**TASK DETAILS:**
Output, with no changes, the span of lines that opens with the line containing "such as [264,805]." and closes with the last line.

Source data
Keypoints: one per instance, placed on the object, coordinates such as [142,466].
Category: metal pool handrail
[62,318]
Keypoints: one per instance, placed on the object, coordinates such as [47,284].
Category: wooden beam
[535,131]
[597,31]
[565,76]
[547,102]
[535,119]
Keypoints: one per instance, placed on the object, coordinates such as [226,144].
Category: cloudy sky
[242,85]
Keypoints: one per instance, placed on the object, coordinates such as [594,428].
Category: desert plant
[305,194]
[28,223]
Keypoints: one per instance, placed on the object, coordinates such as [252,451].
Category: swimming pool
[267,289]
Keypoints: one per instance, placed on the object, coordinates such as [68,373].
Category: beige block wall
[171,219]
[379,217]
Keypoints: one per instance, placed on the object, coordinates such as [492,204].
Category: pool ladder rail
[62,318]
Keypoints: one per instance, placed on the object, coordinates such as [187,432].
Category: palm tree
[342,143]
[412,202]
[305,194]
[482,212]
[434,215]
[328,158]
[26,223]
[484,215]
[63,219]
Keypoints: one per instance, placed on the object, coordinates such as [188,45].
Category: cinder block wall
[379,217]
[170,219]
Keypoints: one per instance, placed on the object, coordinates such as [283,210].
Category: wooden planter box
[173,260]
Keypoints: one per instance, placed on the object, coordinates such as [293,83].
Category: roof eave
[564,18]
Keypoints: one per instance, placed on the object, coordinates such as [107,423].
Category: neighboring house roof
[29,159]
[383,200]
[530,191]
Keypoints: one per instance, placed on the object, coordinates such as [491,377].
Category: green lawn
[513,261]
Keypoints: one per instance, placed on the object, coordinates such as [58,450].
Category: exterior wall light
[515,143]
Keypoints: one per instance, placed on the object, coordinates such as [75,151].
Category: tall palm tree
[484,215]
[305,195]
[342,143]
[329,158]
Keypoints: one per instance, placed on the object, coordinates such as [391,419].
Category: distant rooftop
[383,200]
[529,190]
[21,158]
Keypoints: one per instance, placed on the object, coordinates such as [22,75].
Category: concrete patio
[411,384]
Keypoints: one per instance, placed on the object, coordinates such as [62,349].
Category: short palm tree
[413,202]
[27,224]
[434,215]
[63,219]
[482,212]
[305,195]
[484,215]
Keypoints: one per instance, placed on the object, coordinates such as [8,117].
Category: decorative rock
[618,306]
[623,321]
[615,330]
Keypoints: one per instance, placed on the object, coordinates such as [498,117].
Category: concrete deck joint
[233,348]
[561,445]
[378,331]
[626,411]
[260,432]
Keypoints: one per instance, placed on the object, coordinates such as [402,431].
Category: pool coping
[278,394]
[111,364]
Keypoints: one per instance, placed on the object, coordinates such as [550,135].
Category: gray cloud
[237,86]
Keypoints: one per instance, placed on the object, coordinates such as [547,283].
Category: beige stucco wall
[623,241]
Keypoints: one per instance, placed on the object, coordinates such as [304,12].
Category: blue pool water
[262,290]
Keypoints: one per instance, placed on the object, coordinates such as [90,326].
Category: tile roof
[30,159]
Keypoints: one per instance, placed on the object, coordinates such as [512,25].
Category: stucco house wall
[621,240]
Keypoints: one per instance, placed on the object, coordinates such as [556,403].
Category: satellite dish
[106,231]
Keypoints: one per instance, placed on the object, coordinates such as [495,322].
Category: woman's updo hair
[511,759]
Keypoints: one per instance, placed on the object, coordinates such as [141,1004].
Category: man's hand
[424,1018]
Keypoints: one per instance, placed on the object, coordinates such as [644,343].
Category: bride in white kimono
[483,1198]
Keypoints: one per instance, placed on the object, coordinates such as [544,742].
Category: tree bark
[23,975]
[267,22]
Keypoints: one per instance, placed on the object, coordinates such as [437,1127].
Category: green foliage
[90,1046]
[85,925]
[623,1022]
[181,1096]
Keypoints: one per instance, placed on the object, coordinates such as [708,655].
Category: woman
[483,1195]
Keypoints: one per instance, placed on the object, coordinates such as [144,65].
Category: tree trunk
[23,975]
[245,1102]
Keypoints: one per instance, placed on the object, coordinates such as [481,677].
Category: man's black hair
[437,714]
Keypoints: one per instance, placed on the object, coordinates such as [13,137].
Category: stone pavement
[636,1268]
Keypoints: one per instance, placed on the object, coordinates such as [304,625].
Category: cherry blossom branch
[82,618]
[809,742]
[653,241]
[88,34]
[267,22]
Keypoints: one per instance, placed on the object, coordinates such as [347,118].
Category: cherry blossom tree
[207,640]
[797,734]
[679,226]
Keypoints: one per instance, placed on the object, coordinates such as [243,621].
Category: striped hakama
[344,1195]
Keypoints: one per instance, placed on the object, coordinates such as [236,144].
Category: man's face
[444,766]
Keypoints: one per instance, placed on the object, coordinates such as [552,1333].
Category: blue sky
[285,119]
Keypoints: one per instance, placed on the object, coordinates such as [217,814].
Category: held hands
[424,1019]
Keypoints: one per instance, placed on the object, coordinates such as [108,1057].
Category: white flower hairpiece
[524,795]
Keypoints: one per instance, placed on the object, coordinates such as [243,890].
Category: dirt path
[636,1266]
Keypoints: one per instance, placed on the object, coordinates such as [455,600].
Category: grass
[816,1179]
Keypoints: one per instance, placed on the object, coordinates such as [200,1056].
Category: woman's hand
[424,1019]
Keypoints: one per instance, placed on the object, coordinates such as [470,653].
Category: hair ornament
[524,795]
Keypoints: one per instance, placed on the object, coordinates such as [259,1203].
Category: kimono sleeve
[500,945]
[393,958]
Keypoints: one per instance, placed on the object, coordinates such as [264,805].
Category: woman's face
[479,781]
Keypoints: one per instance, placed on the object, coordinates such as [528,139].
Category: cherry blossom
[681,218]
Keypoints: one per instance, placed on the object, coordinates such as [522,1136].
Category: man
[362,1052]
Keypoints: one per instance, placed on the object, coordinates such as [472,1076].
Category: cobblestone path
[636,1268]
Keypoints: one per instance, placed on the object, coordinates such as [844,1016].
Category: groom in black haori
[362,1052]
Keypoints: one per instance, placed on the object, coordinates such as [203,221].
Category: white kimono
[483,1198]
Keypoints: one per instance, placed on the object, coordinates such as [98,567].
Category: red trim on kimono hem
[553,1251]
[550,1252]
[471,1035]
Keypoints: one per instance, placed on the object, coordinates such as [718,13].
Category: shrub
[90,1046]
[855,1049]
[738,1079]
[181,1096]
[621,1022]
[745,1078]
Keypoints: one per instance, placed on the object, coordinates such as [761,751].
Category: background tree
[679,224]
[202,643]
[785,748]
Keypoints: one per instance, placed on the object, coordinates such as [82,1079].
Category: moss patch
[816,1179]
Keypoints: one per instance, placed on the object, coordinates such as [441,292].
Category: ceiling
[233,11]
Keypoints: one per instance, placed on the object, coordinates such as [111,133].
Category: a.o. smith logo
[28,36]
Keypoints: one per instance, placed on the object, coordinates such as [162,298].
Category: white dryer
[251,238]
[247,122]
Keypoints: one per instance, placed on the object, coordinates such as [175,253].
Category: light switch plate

**EXPECTED ANSWER:**
Keypoints: one per instance, placed on the object, coordinates such as [264,805].
Category: woman's face
[479,781]
Keypoints: one per instance, placed on the object, coordinates such as [528,139].
Category: cherry blossom
[681,218]
Keypoints: one per instance, placed on the object, coordinates such as [522,1136].
Category: man
[362,1052]
Keypoints: one per instance, placed on the object, coordinates such as [472,1076].
Category: cobblestone path
[636,1268]
Keypoints: one per instance, placed on the object, coordinates such as [844,1016].
Category: groom in black haori
[362,1052]
Keypoints: one per instance, placed on the object, coordinates such as [203,221].
Category: white kimono
[483,1198]
Keypoints: one per instance, placed on the object, coordinates such as [98,567].
Category: red trim on kimono hem
[553,1251]
[550,1252]
[471,1035]
Keypoints: one per instance, placed on the object, coordinates such as [718,13].
Category: shrub
[90,1046]
[855,1049]
[738,1079]
[181,1096]
[621,1022]
[745,1078]
Keypoints: one per instance, placed on the object, coordinates such as [761,751].
Category: background tree
[679,224]
[202,643]
[785,748]
Keypoints: one per instance, placed on the object, coordinates such as [82,1079].
Category: moss patch
[816,1179]
Keypoints: one per instance, placed on the object, coordinates such as [441,292].
Category: ceiling
[233,11]
Keypoints: one per instance, placed on the object, coordinates such as [111,133].
Category: a.o. smith logo
[28,36]
Keypoints: one per instance, placed on the object, coordinates such as [162,298].
Category: white dryer
[251,238]
[247,122]
Keypoints: one per instance, placed on the object, coordinates such as [175,253].
Category: light switch plate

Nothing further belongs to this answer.